═══ EXCERPT PROVIDED ═══

SEEM 5380: Optimization Methods for High-Dimensional Statistics

2021-22 Second Term


Announcements


General Information

  • Instructor: Anthony Man-Cho So (manchoso at se.cuhk.edu.hk)
  • Office Hours: By appointment, in ERB 604 or online
  • Lecture Time/Location:
    • Tuesdays 9:30am - 11:15am, in KKB 101 online via ZOOM
    • Fridays 9:30am - 11:15am, in ERB 804 online via ZOOM
  • Online Q&A Forum: Follow this link.

Course Description

The prevalence of high-dimensional data has motivated active research on efficient methods for tackling optimization problems that arise in statistical analysis. In this course, we will give an introduction to this exciting area of research, with emphasis on the theory of structured regularizers for high-dimensional statistics and the design and analysis of statistically and computationally efficient optimization algorithms. Applications in various areas of science and engineering, such as machine learning, signal processing, and statistics, will also be discussed. Prerequisite: ENGG 5501 or equivalent.

═══

◆ **EXPLORE THE MATERIAL**
[1] From the SEEM 5380 course page, transcribe everything from "General Information" down to "Follow this link.".
[2] Condense the paragraph of the SEEM 5380 course page that begins "The prevalence of high-dimensional data" into a short bulleted list that keeps its main facts.

═══ SOURCE MATERIAL ═══

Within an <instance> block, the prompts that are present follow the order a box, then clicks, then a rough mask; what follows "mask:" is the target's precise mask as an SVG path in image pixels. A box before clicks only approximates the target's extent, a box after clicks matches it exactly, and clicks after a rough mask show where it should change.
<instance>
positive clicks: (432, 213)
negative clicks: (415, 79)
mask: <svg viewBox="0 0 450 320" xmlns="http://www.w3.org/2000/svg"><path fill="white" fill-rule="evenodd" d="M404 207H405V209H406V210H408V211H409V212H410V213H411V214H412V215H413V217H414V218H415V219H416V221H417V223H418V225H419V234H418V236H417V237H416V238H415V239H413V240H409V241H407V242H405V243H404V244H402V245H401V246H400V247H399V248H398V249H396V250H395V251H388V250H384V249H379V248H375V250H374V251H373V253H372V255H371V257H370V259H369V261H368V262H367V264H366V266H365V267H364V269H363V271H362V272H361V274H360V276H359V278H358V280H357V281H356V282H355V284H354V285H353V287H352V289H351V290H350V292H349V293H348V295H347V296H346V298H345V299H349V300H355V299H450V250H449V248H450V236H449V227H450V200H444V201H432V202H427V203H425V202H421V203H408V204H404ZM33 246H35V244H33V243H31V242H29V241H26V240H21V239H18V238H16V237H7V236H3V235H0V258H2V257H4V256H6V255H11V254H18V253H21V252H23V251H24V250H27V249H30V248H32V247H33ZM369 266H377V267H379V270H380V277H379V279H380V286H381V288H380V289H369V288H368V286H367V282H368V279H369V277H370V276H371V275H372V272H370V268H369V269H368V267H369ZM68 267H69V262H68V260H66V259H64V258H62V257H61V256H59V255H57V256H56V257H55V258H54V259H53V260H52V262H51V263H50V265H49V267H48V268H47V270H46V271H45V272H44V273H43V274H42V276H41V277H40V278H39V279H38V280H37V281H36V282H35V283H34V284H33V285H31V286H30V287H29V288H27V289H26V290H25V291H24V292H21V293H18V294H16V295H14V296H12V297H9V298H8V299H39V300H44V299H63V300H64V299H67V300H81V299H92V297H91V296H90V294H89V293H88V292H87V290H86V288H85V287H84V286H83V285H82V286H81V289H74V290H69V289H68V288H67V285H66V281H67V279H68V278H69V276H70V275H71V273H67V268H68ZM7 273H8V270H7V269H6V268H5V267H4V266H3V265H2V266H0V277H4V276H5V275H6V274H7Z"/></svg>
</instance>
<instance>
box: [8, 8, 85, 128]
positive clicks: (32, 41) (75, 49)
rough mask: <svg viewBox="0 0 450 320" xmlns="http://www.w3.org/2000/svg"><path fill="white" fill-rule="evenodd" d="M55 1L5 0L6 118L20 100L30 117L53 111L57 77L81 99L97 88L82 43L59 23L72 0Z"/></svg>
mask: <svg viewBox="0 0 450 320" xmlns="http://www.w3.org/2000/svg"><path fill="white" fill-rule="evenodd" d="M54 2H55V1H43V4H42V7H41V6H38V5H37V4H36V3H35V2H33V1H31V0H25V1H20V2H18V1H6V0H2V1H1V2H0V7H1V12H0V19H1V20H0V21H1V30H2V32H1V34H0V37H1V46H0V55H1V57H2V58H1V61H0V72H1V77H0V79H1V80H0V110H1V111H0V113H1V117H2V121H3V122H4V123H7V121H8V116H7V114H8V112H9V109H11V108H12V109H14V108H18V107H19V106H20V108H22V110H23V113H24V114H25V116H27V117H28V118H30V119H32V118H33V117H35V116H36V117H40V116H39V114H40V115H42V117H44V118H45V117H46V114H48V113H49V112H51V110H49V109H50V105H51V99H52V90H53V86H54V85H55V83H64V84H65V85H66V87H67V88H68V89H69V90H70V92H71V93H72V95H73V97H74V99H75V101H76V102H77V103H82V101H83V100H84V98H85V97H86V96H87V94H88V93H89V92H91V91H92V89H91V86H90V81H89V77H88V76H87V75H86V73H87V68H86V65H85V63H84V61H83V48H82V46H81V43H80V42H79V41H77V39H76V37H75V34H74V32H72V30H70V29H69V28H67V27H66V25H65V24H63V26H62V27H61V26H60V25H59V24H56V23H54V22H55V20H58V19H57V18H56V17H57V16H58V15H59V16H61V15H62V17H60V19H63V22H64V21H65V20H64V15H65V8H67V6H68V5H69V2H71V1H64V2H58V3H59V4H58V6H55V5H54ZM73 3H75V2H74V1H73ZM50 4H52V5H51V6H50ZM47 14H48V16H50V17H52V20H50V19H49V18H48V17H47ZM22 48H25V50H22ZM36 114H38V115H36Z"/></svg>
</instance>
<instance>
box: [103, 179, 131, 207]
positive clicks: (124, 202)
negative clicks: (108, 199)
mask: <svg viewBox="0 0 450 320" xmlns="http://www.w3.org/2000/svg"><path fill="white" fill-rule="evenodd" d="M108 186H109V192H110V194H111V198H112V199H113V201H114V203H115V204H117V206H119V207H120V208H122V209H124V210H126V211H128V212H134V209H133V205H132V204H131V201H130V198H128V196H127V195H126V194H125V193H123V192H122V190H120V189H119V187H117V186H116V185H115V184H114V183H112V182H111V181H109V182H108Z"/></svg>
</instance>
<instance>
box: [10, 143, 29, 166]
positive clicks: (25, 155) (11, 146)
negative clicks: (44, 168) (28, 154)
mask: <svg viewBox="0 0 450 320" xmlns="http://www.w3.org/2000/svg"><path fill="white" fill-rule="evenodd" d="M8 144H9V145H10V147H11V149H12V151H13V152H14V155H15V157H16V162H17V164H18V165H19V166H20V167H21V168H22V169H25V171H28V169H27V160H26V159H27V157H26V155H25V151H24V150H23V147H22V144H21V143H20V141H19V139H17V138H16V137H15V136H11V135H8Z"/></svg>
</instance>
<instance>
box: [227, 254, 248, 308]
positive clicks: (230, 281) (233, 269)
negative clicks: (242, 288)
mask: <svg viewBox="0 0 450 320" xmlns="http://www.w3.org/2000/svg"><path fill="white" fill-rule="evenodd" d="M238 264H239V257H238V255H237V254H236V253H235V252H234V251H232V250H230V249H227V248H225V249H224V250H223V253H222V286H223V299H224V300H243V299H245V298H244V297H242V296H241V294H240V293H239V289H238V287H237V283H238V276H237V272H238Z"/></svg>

═══

◆ **RESULTS FOR THE EXERCISE**
[1]
General Information

  • Instructor: Anthony Man-Cho So (manchoso at se.cuhk.edu.hk)
  • Office Hours: By appointment, in ERB 604 or online
  • Lecture Time/Location:
    • Tuesdays 9:30am - 11:15am, in KKB 101 online via ZOOM
    • Fridays 9:30am - 11:15am, in ERB 804 online via ZOOM
  • Online Q&A Forum: Follow this link.

[2]
- High-dimensional data has driven research on efficient methods for optimization problems in statistical analysis.
- The course introduces this area, emphasizing the theory of structured regularizers for high-dimensional statistics.
- It also covers the design and analysis of statistically and computationally efficient optimization algorithms.
- Applications in machine learning, signal processing, statistics, and other areas of science and engineering are discussed.
- Prerequisite: ENGG 5501 or equivalent.